[Region pointing data]
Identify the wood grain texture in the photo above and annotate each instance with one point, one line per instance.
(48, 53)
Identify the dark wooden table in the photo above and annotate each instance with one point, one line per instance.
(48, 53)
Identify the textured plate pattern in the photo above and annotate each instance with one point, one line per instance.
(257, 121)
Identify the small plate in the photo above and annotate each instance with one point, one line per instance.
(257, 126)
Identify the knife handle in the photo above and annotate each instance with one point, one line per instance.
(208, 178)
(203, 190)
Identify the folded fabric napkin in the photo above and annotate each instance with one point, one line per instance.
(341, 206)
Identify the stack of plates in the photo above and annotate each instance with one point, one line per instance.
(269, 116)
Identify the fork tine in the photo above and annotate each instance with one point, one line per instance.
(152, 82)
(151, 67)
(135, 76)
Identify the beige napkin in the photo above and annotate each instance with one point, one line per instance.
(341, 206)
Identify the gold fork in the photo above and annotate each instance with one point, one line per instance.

*WHAT TO DO*. Quote the data in full, keeping each word unchanged.

*SOLUTION*.
Identify the wood grain texture in the photo above and annotate each instance with one point, one line per instance.
(48, 53)
Identify the dark wooden table in the photo above and annotate each instance with one point, one line per instance.
(48, 53)
Identify the textured plate pattern in the photo above and annotate each instance with one point, one line per instance.
(257, 121)
Identify the small plate in the photo above and annotate each instance with one point, one line per instance.
(257, 126)
Identify the knife handle in the photo above and annotate each instance with one point, one line per instance.
(208, 178)
(203, 190)
Identify the folded fabric napkin in the photo above and annotate each instance with one point, one line per instance.
(341, 206)
Identify the stack of plates in the photo above and annotate each instance with one point, one line per instance.
(269, 116)
Identify the fork tine in the photo above and annotate each instance with one point, one line per instance.
(152, 82)
(151, 67)
(135, 76)
Identify the beige napkin in the photo above and annotate each instance with one point, one line per instance.
(341, 206)
Identify the gold fork in the photo above and annotate each instance with one point, one line per instance.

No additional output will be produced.